▶ **Tasks and exercises**
[a] Could you echo a stretch of the spinning-reel thread word for word, beginning at the words "I was wondering" and stopping after "heard that before."?
[b] Do these statements agree with the spinning-reel thread? Answer yes or no for each and quote the deciding words. (i) The poster bronzebackyac fishes almost entirely with Shimano reels. (ii) bkr43050 says the lower-end Shimano models ($30-40) have a front drag. (iii) Steel Cranium says the ten-bearing bass pro model lasted three seasons.
─── Page excerpt ───
# What's the best spinning reel for under $100



## bronzebackyac (Apr 19, 2005)

I was wondering what you guys thought about spinning reels. I myself fish all shimano reels with very few exeptions. I really like the 2000 symetre front drag. I was thinking about getting the same reel with rear drag, but the guy at Cabelas told me that the drag; because it is on the rear is not as good, so if you fish for steelhead or stripers it my not hold up as well because of the design as the front drag would. What do you guys think, have you ever heard that before.


----------



## bkr43050 (Apr 5, 2004)

I have also heard that rear drags were inferior to front drags due to the design. I can say that I personally prefer the front drags. I do not buy many spinning reels but I own one decent FLW brand front drag reel that I have owned for 4-5 years. It has held up very well and works as well as it did new. My boys use my other spinning reels a lot and due to that I hesitate to spend the money on a reel that they will break somehow. Therefore I usually go with a lower end Shimano model ($30-40). These have a rear drag on them. Typically these hold up well as far as the drag is concerned in my use but the bail springs go on them frequently. If I was buying a reel that I felt I was going to use on steelhead, pike, or even big smallies I think I would definitely go for a front drag model.


----------



## Steel Cranium (Aug 22, 2005)

The best front drag shimano that you can get for under 100 bucks is probably the way to go. Use of other outlets on the internet for reels (like ebay) can get you more reel for the dollar. I have went through quite a few reels in the past years, since I fish steelhead from September through May. I haven't had much luck with the quantums, even their 'high end' models. Important parts started breaking down after a few seasons. The bass pro/cabalas higher end models aren't bad, but getting parts is difficult, since they have quite a few different companies making their models. The shimanos are easy to have repaired and it's easy to find replacement parts.

I'm currently using a shimano sustain that I found new on ebay. More than a hundred bucks, but the fully waterproof drag and bearings will be worth the extra price. I have a couple of high-end bass pro spinning reels that don't work well due to a rusted anti-reverse bearing (plastic coated, not waterproof) that I can't find replacements for. The price seemed good at the time for a ten bearing model, but it only lasted two seasons.


----------



## TritonBill (Apr 9, 2004)
─── Data provided ───
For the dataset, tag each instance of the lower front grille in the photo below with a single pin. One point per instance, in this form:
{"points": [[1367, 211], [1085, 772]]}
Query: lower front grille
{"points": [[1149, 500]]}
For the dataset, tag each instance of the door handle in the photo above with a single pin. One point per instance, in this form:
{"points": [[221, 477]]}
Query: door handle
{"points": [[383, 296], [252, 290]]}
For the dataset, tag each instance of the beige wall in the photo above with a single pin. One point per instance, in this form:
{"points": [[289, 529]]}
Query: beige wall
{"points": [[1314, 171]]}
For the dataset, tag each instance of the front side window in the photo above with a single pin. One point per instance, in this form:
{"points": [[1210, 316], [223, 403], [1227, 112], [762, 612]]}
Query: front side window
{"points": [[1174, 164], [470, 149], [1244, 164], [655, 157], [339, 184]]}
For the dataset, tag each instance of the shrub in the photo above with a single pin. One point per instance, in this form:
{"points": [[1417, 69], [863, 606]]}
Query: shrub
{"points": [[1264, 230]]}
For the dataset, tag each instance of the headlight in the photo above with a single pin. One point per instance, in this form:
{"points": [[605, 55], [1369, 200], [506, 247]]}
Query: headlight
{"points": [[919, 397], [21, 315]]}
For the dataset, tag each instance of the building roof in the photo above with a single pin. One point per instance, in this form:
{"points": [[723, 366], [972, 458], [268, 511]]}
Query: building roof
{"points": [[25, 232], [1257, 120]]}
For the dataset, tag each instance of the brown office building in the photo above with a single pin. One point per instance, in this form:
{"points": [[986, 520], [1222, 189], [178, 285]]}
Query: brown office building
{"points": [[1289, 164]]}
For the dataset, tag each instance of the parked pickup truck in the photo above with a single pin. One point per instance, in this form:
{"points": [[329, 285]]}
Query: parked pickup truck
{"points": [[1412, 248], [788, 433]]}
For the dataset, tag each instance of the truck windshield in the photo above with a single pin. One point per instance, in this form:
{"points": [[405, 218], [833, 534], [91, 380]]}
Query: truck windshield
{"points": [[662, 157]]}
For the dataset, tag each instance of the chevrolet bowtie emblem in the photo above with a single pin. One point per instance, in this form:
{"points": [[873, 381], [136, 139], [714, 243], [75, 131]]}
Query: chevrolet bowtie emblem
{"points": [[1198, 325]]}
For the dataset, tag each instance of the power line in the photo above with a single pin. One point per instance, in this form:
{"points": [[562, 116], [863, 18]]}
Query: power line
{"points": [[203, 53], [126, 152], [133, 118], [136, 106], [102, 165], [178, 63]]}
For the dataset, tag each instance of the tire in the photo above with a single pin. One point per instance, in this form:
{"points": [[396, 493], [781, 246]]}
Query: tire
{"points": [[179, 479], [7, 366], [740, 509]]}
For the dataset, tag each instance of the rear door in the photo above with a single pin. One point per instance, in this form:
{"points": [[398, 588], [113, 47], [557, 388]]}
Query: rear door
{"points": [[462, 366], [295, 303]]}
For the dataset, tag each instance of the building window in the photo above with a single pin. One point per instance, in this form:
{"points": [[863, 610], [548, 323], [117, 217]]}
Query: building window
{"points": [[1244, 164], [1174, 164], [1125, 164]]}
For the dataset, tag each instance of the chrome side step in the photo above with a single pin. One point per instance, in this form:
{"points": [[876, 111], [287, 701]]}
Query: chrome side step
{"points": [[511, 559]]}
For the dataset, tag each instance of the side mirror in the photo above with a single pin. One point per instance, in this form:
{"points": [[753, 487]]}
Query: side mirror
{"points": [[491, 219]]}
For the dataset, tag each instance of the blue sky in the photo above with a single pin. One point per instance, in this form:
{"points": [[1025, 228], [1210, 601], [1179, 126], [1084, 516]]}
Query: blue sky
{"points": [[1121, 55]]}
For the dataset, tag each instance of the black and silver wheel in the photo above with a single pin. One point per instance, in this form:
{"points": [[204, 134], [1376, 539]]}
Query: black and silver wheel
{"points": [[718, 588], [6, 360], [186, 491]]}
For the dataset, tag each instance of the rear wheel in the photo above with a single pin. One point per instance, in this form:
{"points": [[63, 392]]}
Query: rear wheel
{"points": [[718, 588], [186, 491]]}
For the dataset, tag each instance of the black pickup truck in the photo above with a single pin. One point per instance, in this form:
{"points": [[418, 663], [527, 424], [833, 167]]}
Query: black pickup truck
───
▶ **Answers for the exercise**
[a]
I was wondering what you guys thought about spinning reels. I myself fish all shimano reels with very few exeptions. I really like the 2000 symetre front drag. I was thinking about getting the same reel with rear drag, but the guy at Cabelas told me that the drag; because it is on the rear is not as good, so if you fish for steelhead or stripers it my not hold up as well because of the design as the front drag would. What do you guys think, have you ever heard that before.

[b]
(i) Yes: "I myself fish all shimano reels with very few exeptions."
(ii) No: "These have a rear drag on them."
(iii) No: "but it only lasted two seasons."